Anand Giridharadas. India Calling: An Intimate Portrait of a Nation’s Remaking. Times Books. 288 Pages. $25.00.

Edmund Burke never set foot in India, yet he dedicated almost two decades of his life to managing Indian affairs as an mp in Britain’s Parliament. Not only did he oversee the impeachment trial of Warren Hastings, the first governor general of India, but Burke also acquired an in-depth knowledge of arcane political and historical issues in the British colony, from the debts of the Nawob of Arcot to the invasion of Tangore. It is even believed that he considered his work on India more significant than the Reflections on the Revolution in France.

As Rutgers University Professor Michael Curtis observes, the “stability, harmony, and antiquity” of India must have appealed to Burke’s conservative disposition. The society he encountered was deeply traditional, and India’s caste system provided a source of social hierarchy conducive to preserving order and balance. In 1786, he made the bold statement that though the Magna Carta was not present in India, its people lived under the law of nature and nations. It reflected a view of the East quite unlike that of many of his counterparts and even his contemporaries. Instead of the exoticism with which many Western observers perceived India, Burke saw a sense of structure and respect for tradition. It stood in stark contrast to the then-unraveling social structures of Europe. Taking the Indian system into account, Burke found British rule in the colony to be arbitrary and often despotic, and in all of his dealings on the issue, he insisted that colonial government follow the precedents of Indian society.

Burke would not live to see the Indian Mutiny of 1857 and the homegrown political movement that would eventually lead to India’s independence almost a century later in 1947. But it is a curious thought experiment to imagine what he would have thought of the whole venture. Of course Burke’s view of social revolutions was mixed: He famously opposed the French Revolution yet supported America’s schism from the crown.

Burke may have opposed India’s independence because of Mahatma Gandhi’s anti-establishment rebelliousness and other founding fathers’ desire to redraw borders of the independent nations. No doubt the Partition of India and the bloody religious conflict that followed would have reminded him of another reign of terror. But he could have also championed a free India that would remain in many ways as traditional and hierarchical as he first encountered it.

Perhaps Burkeanism left its mark on the polity for many of independent India’s nascent years. The country’s ruling elites were most often high-caste Brahmins with a distinctly Anglicized culture. And from the statist tendencies of Nehruvian economics to the slow-moving, almost Dickensian nature of Indian bureaucracy, a true revolution was hardly evident.

(EXTRACTED INFORMATION):

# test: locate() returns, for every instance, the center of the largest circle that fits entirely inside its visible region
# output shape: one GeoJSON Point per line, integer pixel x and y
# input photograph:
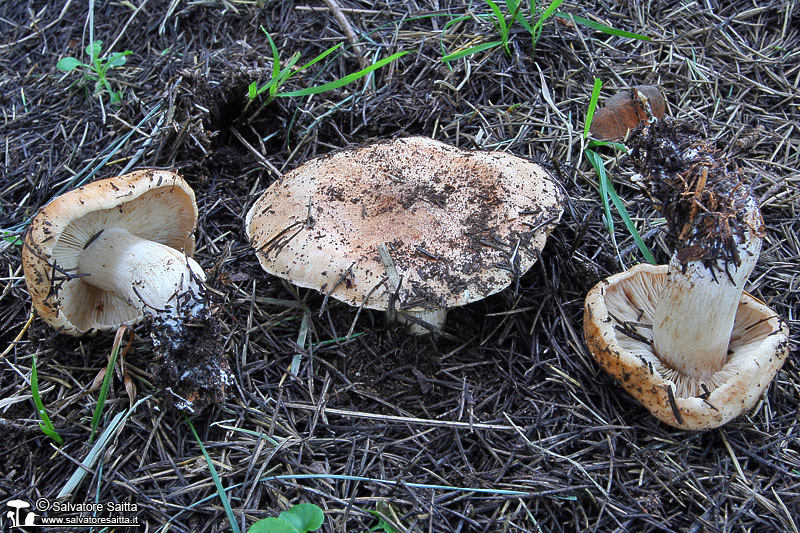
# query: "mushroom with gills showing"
{"type": "Point", "coordinates": [119, 249]}
{"type": "Point", "coordinates": [113, 251]}
{"type": "Point", "coordinates": [410, 226]}
{"type": "Point", "coordinates": [684, 338]}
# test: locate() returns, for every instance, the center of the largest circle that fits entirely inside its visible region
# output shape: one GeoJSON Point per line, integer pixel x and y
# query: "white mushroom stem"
{"type": "Point", "coordinates": [157, 279]}
{"type": "Point", "coordinates": [695, 313]}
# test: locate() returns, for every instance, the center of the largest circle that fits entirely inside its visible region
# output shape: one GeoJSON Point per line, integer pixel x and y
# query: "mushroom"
{"type": "Point", "coordinates": [411, 225]}
{"type": "Point", "coordinates": [114, 250]}
{"type": "Point", "coordinates": [684, 338]}
{"type": "Point", "coordinates": [625, 110]}
{"type": "Point", "coordinates": [117, 250]}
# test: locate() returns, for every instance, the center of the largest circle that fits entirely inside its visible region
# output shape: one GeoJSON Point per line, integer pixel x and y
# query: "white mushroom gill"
{"type": "Point", "coordinates": [152, 277]}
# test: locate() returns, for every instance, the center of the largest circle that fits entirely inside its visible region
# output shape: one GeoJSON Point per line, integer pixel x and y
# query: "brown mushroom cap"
{"type": "Point", "coordinates": [622, 113]}
{"type": "Point", "coordinates": [618, 321]}
{"type": "Point", "coordinates": [156, 205]}
{"type": "Point", "coordinates": [459, 225]}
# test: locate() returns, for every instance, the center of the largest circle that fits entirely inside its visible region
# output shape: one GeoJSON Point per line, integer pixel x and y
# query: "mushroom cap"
{"type": "Point", "coordinates": [616, 321]}
{"type": "Point", "coordinates": [156, 205]}
{"type": "Point", "coordinates": [459, 225]}
{"type": "Point", "coordinates": [622, 113]}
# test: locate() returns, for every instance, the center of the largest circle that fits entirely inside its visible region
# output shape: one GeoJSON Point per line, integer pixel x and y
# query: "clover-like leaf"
{"type": "Point", "coordinates": [300, 518]}
{"type": "Point", "coordinates": [93, 49]}
{"type": "Point", "coordinates": [117, 58]}
{"type": "Point", "coordinates": [68, 63]}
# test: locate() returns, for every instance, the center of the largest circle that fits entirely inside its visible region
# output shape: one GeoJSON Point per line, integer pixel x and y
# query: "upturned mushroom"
{"type": "Point", "coordinates": [685, 339]}
{"type": "Point", "coordinates": [117, 250]}
{"type": "Point", "coordinates": [114, 250]}
{"type": "Point", "coordinates": [412, 225]}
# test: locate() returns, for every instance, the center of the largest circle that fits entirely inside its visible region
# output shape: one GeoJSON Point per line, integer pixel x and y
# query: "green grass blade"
{"type": "Point", "coordinates": [515, 8]}
{"type": "Point", "coordinates": [617, 146]}
{"type": "Point", "coordinates": [598, 83]}
{"type": "Point", "coordinates": [68, 64]}
{"type": "Point", "coordinates": [599, 167]}
{"type": "Point", "coordinates": [603, 28]}
{"type": "Point", "coordinates": [217, 482]}
{"type": "Point", "coordinates": [343, 81]}
{"type": "Point", "coordinates": [551, 9]}
{"type": "Point", "coordinates": [548, 12]}
{"type": "Point", "coordinates": [101, 399]}
{"type": "Point", "coordinates": [276, 58]}
{"type": "Point", "coordinates": [320, 57]}
{"type": "Point", "coordinates": [629, 225]}
{"type": "Point", "coordinates": [46, 425]}
{"type": "Point", "coordinates": [471, 50]}
{"type": "Point", "coordinates": [607, 191]}
{"type": "Point", "coordinates": [498, 16]}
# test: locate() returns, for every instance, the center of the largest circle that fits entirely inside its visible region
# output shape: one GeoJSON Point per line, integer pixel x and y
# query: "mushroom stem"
{"type": "Point", "coordinates": [695, 313]}
{"type": "Point", "coordinates": [152, 277]}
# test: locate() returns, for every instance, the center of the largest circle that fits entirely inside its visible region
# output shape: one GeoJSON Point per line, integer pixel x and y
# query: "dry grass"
{"type": "Point", "coordinates": [513, 401]}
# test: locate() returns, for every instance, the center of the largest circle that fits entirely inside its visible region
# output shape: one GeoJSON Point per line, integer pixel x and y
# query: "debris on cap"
{"type": "Point", "coordinates": [626, 110]}
{"type": "Point", "coordinates": [457, 225]}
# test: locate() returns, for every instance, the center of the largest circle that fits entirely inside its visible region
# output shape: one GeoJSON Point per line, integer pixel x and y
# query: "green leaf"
{"type": "Point", "coordinates": [112, 361]}
{"type": "Point", "coordinates": [320, 57]}
{"type": "Point", "coordinates": [299, 518]}
{"type": "Point", "coordinates": [598, 84]}
{"type": "Point", "coordinates": [515, 8]}
{"type": "Point", "coordinates": [117, 58]}
{"type": "Point", "coordinates": [498, 15]}
{"type": "Point", "coordinates": [276, 58]}
{"type": "Point", "coordinates": [617, 146]}
{"type": "Point", "coordinates": [343, 81]}
{"type": "Point", "coordinates": [606, 191]}
{"type": "Point", "coordinates": [93, 49]}
{"type": "Point", "coordinates": [471, 50]}
{"type": "Point", "coordinates": [46, 425]}
{"type": "Point", "coordinates": [304, 517]}
{"type": "Point", "coordinates": [68, 63]}
{"type": "Point", "coordinates": [273, 525]}
{"type": "Point", "coordinates": [551, 9]}
{"type": "Point", "coordinates": [602, 27]}
{"type": "Point", "coordinates": [217, 482]}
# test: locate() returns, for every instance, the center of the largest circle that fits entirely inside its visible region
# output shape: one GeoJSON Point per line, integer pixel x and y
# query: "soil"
{"type": "Point", "coordinates": [503, 423]}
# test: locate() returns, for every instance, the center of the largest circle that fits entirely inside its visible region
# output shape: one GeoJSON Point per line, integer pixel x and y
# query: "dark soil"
{"type": "Point", "coordinates": [505, 423]}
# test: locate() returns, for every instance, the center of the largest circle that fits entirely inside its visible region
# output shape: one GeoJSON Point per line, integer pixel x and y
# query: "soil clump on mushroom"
{"type": "Point", "coordinates": [700, 191]}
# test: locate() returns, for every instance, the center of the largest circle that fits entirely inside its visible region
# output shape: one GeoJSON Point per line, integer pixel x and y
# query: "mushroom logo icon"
{"type": "Point", "coordinates": [13, 516]}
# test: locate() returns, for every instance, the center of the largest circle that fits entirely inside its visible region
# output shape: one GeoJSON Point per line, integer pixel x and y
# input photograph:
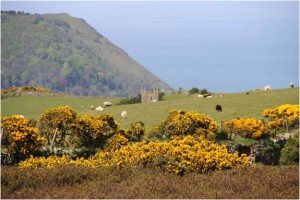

(ACTIONS TO TAKE):
A. Could you update the passage on Burke and India from "Edmund Burke never" up to and including "Revolution in France.", putting "House of Commons" in place of "Parliament"?
B. Can you continue the passage on Burke and India from where it stops?

(FINAL RESULTS):
A.
Edmund Burke never set foot in India, yet he dedicated almost two decades of his life to managing Indian affairs as an mp in Britain’s House of Commons. Not only did he oversee the impeachment trial of Warren Hastings, the first governor general of India, but Burke also acquired an in-depth knowledge of arcane political and historical issues in the British colony, from the debts of the Nawob of Arcot to the invasion of Tangore. It is even believed that he considered his work on India more significant than the Reflections on the Revolution in France.

B.
But in the decades that followed, India slowly broke away from its Anglo-Indian heritage, as Anand Giridharadas encounters in his first chapter of India Calling. Looking at a family photo from a wedding in the 1960s, the author is fascinated that men are wearing “crisply cut Western suits” rather than the “kurtas, sherwanis, [and] Nehru jackets” prevalent in India today. He is equally amazed by the contrast between the refined British accents of his grandparents’ English and the heavy accented “Hinglish” of today’s Indian yuppies. It is a curious reversal. While India is now known for its rags-to-riches entrepreneurs, double digit economic growth rates, and the adoption of an almost American taste for consumption and material wealth, it has in many ways become more traditional. Bangalore is now Bengaluru. Mumbai’s Victoria Terminus train station was renamed the Chhatrapaji Shivaji Terminus after the 17th-century Maharata king Shivaji. And the country’s fastest growing political party is the conservative, Hindu nationalist Bharatiya Janata Party (bjp). Giridharadas puts it best: In today’s India, “millions of Indians strove to learn English, but fewer and fewer strove to be English.” Even as it reinvents itself into a modern, capitalistic economy, the country appears to embrace an even purer form of Burkean conservatism — a traditionalist culture that predates British rule itself. Victoria’s crown is gone, but is Ashoka’s crown replacing it?

An Indian-American who returns to his parents’ homeland as a junior McKinsey consultant, Giridharadas encounters this world and its contradictions firsthand. With a wide-eyed tone of a bildungsroman, India Calling sifts through the new realities of today’s India and “old facsimiles of reality” in Giridharadas’s mind, revealing the tensions of a society wavering between the world of conservatism and progress.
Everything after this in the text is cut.